--- Task goal ---
Extract exactly the range of lines bounded by the line containing "spot the white cloud" and the final line of the listing, both ends included, and no other lines.
◇ ◇ ◇ ◇ ◇ ◇ ◇
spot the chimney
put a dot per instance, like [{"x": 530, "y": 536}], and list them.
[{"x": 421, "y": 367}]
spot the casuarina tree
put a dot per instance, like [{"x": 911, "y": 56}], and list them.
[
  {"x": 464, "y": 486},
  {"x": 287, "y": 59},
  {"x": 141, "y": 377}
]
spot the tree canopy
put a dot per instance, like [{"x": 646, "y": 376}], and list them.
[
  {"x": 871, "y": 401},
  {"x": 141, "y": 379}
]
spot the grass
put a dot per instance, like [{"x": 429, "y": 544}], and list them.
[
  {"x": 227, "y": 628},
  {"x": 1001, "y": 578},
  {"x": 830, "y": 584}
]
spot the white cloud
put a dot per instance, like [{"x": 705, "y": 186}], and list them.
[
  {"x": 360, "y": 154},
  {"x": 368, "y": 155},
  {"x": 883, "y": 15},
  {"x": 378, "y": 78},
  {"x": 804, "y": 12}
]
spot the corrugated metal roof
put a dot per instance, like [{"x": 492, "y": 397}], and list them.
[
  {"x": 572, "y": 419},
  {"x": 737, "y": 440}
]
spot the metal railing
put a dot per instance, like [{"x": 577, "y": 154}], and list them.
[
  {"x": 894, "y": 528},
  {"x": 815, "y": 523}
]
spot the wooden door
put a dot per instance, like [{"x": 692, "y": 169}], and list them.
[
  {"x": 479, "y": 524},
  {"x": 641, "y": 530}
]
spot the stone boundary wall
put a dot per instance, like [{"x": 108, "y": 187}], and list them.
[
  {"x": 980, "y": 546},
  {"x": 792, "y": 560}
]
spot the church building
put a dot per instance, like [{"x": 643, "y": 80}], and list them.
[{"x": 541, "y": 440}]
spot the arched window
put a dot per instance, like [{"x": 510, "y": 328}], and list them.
◇ ◇ ◇ ◇ ◇ ◇ ◇
--- Your response ---
spot the white cloud
put a dot per instance, like [{"x": 705, "y": 186}], and list them.
[
  {"x": 360, "y": 154},
  {"x": 368, "y": 155},
  {"x": 883, "y": 15},
  {"x": 378, "y": 78},
  {"x": 804, "y": 12}
]
spot the corrugated metal roof
put a dot per instance, like [{"x": 492, "y": 397}], and list them.
[
  {"x": 572, "y": 419},
  {"x": 737, "y": 440}
]
spot the metal railing
put a dot per instance, like [{"x": 577, "y": 154}], and list them.
[
  {"x": 894, "y": 528},
  {"x": 815, "y": 523}
]
spot the wooden door
put a dot per instance, like [{"x": 692, "y": 169}], and list them.
[
  {"x": 479, "y": 524},
  {"x": 641, "y": 530}
]
spot the stone boundary wall
put a dot per instance, like [{"x": 108, "y": 187}], and list them.
[
  {"x": 980, "y": 546},
  {"x": 792, "y": 560}
]
spot the church building
put a dot per instance, like [{"x": 643, "y": 80}], and list them.
[{"x": 541, "y": 440}]
spot the arched window
put a dot per instance, like [{"x": 510, "y": 328}], and list them.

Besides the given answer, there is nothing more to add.